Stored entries
-------------------------

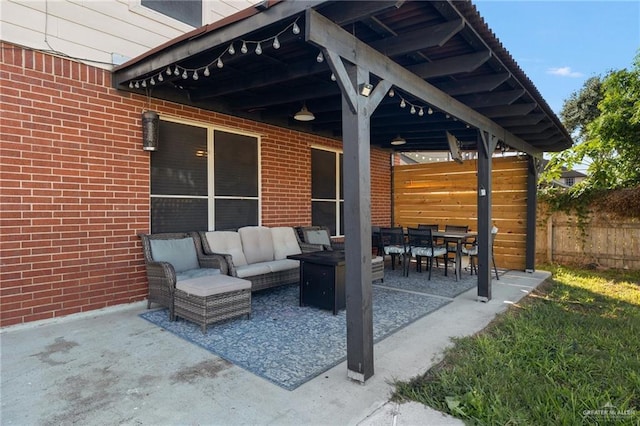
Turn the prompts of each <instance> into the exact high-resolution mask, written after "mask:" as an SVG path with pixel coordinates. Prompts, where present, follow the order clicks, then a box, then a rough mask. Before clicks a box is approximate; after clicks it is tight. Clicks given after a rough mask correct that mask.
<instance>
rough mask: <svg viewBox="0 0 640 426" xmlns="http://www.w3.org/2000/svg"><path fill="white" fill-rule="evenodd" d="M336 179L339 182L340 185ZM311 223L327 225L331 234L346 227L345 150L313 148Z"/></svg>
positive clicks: (315, 224)
mask: <svg viewBox="0 0 640 426" xmlns="http://www.w3.org/2000/svg"><path fill="white" fill-rule="evenodd" d="M336 183H339V185H337V186H336ZM311 199H312V200H311V223H312V224H313V225H316V226H326V227H328V228H329V229H330V231H331V235H341V234H343V230H344V222H343V216H344V215H343V213H344V203H343V182H342V154H341V153H339V152H335V151H326V150H322V149H315V148H314V149H312V150H311Z"/></svg>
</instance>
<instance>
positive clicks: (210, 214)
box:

-------------------------

Your copy should match the entries above exactly and contain no pictures.

## COMPLETED TASK
Turn the prompts of each <instance> into the exact high-resolution mask, written after "mask:" as an SVG path with pixel coordinates. Prompts, where present, follow the order clicks, then a box, then a rough mask. Before clicks a box is approximate; after clicks it is tight. Clicks given after a rough mask correct that mask.
<instance>
rough mask: <svg viewBox="0 0 640 426" xmlns="http://www.w3.org/2000/svg"><path fill="white" fill-rule="evenodd" d="M336 179L339 182L340 185ZM311 223L327 225L331 234L346 227L345 150L313 148Z"/></svg>
positive clicks: (315, 224)
mask: <svg viewBox="0 0 640 426" xmlns="http://www.w3.org/2000/svg"><path fill="white" fill-rule="evenodd" d="M336 183H339V185H337V186H336ZM311 199H312V200H311V223H312V224H313V225H316V226H326V227H328V228H329V229H330V231H331V235H341V234H343V230H344V222H343V216H344V215H343V213H344V203H343V182H342V154H341V153H339V152H335V151H326V150H322V149H315V148H314V149H312V150H311Z"/></svg>
</instance>
<instance>
positive clicks: (210, 214)
box:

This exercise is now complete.